TEXT EXCERPT ::
#####
Brucato, Nicolas, et al. Genomic Admixture Tracks Pulses of Economic Activity over 2,000 Years in the Indian Ocean Trading Network. Nature Scientific Reports. 7/2919, 2017. We enter this entry by a team of Université de Toulouse, Institut des Mondes Africains, University of Indonesia, Jakarta, and Massey University, New Zealand, bioanthropologists, among many kindred papers, to show how novel genetic curations can serve our late collaborative reconstruction of the long trek by whence homo to anthropo sapiens came to cover the round Earth.

The Indian Ocean has long been a hub of interacting human populations. Following land- and sea-based routes, trade drove cultural contacts between far-distant ethnic groups in Asia, India, the Middle East and Africa, creating one of the world’s first proto-globalized environments. However, the extent to which population mixing was mediated by trade is poorly understood. Reconstructing admixture times from genomic data in 3,006 individuals from 187 regional populations reveals a close association between bouts of human migration and trade volumes during the last 2,000 years across the Indian Ocean trading system. Temporal oscillations in trading activity match phases of contraction and expansion in migration, with high water marks following the expansion of the Silk Roads in the 5th century AD, the rise of maritime routes in the 11th century and a drastic restructuring of the trade network following the arrival of Europeans in the 16th century. The economic fluxes of the Indian Ocean trade network therefore directly shaped exchanges of genes, in addition to goods and concepts. (Abstract)
#####
DATA FOR ANALYSIS ::
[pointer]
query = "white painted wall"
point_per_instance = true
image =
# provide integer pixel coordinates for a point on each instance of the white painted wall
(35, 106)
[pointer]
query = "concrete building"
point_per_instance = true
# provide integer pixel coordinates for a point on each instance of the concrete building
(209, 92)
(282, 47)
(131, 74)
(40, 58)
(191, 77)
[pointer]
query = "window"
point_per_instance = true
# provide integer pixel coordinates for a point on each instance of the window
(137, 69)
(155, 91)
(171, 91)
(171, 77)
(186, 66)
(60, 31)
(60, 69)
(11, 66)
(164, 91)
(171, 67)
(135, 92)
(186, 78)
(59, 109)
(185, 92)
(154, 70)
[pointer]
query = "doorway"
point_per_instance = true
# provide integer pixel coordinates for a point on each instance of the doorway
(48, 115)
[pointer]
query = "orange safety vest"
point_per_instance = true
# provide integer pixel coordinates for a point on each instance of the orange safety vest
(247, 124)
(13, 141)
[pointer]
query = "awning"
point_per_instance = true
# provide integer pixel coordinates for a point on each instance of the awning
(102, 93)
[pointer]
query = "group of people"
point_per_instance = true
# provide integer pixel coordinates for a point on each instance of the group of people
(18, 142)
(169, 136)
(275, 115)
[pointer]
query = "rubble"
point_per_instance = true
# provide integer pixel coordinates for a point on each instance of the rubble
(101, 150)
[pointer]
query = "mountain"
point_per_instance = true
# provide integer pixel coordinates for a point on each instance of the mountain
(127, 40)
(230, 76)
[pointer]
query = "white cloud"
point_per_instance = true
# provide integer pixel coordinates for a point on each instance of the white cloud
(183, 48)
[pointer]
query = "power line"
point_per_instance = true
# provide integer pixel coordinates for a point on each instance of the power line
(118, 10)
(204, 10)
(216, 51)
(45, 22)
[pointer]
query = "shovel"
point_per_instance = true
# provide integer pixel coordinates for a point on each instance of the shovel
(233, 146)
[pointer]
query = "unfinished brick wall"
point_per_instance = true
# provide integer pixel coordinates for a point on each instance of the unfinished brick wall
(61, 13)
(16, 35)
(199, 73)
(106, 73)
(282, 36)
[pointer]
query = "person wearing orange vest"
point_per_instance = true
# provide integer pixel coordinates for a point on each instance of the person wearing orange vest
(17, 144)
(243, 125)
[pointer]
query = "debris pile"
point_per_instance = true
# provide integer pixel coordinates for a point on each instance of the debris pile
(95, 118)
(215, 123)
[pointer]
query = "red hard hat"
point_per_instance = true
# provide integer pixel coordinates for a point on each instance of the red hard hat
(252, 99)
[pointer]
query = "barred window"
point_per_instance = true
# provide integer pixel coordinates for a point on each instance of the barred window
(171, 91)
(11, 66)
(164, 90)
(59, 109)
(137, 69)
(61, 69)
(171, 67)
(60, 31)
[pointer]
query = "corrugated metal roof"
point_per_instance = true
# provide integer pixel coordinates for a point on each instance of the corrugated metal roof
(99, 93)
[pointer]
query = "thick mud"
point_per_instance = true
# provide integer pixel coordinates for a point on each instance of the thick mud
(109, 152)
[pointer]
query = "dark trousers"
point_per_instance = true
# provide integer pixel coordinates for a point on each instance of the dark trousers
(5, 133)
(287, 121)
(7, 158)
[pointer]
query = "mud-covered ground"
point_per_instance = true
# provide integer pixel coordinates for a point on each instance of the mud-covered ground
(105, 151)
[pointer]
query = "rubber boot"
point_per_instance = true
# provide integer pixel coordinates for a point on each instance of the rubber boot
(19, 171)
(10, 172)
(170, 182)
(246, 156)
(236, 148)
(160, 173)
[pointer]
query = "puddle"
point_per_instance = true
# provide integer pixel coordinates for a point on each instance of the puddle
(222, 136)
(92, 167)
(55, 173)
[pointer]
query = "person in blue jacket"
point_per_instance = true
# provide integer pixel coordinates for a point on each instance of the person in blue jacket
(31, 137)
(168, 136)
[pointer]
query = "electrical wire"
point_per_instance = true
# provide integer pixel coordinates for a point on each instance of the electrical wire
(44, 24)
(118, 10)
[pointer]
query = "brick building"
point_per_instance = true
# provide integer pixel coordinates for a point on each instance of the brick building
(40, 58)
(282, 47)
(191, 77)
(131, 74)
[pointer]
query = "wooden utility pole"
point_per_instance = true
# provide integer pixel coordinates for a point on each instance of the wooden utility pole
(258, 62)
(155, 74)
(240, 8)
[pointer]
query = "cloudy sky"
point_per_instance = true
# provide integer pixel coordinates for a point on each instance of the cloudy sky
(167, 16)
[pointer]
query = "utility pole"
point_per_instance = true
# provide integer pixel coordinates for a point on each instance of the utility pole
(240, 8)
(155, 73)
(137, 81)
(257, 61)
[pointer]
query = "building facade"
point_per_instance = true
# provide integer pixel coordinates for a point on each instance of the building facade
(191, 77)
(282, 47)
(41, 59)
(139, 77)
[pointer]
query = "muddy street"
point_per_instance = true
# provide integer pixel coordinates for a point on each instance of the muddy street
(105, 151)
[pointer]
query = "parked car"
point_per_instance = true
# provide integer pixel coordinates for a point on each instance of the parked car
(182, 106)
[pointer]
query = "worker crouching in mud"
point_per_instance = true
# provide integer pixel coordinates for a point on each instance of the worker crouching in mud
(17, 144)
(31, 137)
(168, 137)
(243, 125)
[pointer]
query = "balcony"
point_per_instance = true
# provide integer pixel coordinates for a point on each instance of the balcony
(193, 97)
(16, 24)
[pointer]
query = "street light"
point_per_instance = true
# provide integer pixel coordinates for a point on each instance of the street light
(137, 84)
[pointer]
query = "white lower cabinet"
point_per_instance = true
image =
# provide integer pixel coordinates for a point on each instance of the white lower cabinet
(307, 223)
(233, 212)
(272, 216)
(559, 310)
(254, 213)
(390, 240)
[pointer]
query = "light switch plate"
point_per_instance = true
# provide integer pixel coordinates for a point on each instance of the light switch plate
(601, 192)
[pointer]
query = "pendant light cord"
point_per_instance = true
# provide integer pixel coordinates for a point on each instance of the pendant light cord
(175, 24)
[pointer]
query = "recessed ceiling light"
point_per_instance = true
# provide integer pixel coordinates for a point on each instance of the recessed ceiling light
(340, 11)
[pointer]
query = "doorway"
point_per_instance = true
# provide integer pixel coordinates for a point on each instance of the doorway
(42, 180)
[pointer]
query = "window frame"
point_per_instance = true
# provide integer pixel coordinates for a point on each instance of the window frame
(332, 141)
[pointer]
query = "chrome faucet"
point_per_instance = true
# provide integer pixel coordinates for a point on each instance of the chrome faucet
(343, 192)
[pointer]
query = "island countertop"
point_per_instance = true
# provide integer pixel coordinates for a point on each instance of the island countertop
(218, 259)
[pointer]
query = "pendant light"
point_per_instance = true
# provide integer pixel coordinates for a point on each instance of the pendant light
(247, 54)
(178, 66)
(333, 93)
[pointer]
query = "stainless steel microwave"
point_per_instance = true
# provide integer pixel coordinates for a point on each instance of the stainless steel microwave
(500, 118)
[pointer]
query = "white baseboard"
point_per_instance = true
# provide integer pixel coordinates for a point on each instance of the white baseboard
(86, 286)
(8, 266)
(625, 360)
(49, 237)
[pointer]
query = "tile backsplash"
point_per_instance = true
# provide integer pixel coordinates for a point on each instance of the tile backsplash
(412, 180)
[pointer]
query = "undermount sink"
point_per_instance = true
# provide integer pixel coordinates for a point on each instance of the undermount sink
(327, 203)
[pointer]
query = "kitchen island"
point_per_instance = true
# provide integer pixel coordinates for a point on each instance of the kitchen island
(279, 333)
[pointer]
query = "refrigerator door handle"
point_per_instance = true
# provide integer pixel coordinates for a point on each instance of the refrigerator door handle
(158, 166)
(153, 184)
#####
EXERCISE REQUIREMENTS ::
1. From the Indian Ocean trade passage, extract the part that opens with the words containing "Brucato, Nicolas, et" and closes with "the round Earth.".
2. Which regions does the Indian Ocean trade passage name as homes of the far-distant ethnic groups that trade brought into contact?
3. Proceed with the Indian Ocean trade passage, picking up after its final sentence.

RESPONSES ::
1.
Brucato, Nicolas, et al. Genomic Admixture Tracks Pulses of Economic Activity over 2,000 Years in the Indian Ocean Trading Network. Nature Scientific Reports. 7/2919, 2017. We enter this entry by a team of Université de Toulouse, Institut des Mondes Africains, University of Indonesia, Jakarta, and Massey University, New Zealand, bioanthropologists, among many kindred papers, to show how novel genetic curations can serve our late collaborative reconstruction of the long trek by whence homo to anthropo sapiens came to cover the round Earth.

2. Asia, India, the Middle East, Africa

3.
Burki, Fabien. The Eukaryotic Tree of Life from a Global Phylogenomic Perspective. Cold Spring Harbor Perspectives in Biology. 6/5, 2014. Phylogenomics blends evolutionary studies and genomic analysis to designate endeavors to reconstruct the long genetic heritage from invertebrates to homo sapiens. A University of British Columbia systems botanist here extols the latest superkingdom expansions from original animal and vegetable to Rhizaria, Amoebozoa, Stramenopiles, Opisthokonts where we bilateria mammals reside, and more classes because of novel capabilities to sequence and quantify. See also a Science News (August 8, 2015) report Strange Relations on these advances. And it is ever amazing that a genesis cosmos billions of years on, in which we find our local and global selves, can reconstruct the nucleotide program that brought this sapient ability into existence, witness, and continuance.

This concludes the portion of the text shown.